Task to carry out:
Convert the entries in the stretch from the line containing "like [476, 276]." through the end of the entries into a two-column CSV with the headers instruction and coordinates, one row per entry. Put each entry's text and its answer in their own quoted fields, with line breaks replaced by spaces.

━━━━

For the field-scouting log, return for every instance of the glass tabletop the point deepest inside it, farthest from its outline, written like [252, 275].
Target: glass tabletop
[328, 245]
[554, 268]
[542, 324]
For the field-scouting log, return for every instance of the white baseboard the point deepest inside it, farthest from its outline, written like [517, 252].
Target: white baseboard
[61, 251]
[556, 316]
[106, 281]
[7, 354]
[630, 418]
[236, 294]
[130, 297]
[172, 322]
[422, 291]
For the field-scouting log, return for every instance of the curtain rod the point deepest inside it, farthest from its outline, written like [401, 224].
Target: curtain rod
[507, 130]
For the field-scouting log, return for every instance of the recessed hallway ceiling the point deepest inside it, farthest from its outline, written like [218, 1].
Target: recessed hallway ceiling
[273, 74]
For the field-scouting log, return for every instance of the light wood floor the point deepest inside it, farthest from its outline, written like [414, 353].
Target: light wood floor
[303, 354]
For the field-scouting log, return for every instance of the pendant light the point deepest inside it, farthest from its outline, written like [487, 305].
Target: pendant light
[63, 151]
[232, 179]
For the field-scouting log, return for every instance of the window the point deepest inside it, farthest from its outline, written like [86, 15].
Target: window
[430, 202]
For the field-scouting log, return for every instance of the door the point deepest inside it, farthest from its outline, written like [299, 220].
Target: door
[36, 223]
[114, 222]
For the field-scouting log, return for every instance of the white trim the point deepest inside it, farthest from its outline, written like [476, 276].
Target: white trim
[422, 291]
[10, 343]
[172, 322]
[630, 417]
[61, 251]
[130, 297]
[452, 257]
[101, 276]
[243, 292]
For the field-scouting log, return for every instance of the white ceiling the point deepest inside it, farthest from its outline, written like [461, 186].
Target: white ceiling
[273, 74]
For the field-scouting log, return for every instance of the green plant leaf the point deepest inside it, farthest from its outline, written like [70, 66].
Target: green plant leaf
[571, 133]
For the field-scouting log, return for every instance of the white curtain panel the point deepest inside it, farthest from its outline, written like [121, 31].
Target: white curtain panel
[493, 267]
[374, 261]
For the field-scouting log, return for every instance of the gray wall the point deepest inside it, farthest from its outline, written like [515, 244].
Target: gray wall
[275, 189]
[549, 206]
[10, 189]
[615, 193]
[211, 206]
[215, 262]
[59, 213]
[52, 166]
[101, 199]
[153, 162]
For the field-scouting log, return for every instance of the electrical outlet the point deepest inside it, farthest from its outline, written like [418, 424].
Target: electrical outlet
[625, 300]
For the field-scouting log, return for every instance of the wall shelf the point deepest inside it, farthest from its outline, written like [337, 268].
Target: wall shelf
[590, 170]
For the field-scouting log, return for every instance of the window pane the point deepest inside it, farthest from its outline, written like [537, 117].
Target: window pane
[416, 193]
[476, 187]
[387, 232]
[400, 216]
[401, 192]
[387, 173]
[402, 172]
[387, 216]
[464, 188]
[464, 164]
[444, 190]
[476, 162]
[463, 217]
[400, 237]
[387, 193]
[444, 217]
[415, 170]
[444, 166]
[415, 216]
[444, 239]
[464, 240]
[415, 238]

━━━━

Solution to the exercise:
instruction,coordinates
"For the field-scouting log, return for every instance of the white trim the point deepest inside it, farthest from its outline, written like [476, 276]. Target: white trim","[422, 291] [10, 343] [172, 322] [630, 417] [61, 251] [130, 297] [452, 257] [101, 276] [243, 292]"
"For the field-scouting log, return for every instance of the white ceiling the point deepest inside it, farthest from its outline, written like [461, 186]. Target: white ceiling","[273, 74]"
"For the field-scouting log, return for every instance of the green plant leaf the point deepest inside it, farthest from its outline, written like [70, 66]. Target: green plant leaf","[571, 133]"
"For the field-scouting log, return for every instance of the white curtain panel the point deepest inside it, farthest from its outline, written like [121, 31]. Target: white curtain panel","[493, 267] [374, 261]"
"For the field-scouting log, return for every instance of the gray wall the point deepest inside it, farthest from its outline, written like [515, 244]. Target: gray wall","[275, 189] [549, 206] [10, 189] [615, 193] [211, 206] [215, 262] [59, 213] [52, 166] [101, 199] [153, 162]"
"For the field-scouting log, return for every instance of the electrical outlet the point deepest inside it, farthest from its outline, written like [418, 424]. Target: electrical outlet","[625, 300]"
"For the field-scouting log, return for every instance of the wall shelf the point deepest inside it, farthest from its outline, written like [337, 268]. Target: wall shelf","[590, 170]"
"For the field-scouting log, return for every instance of the window pane the point deepest inside it, farthest from its outline, written like [537, 117]. Target: window pane","[416, 193] [476, 187] [387, 232] [400, 216] [401, 192] [387, 173] [402, 172] [387, 216] [464, 188] [464, 164] [444, 190] [476, 162] [463, 217] [400, 237] [387, 193] [444, 217] [415, 170] [444, 166] [415, 216] [444, 239] [464, 240] [415, 238]"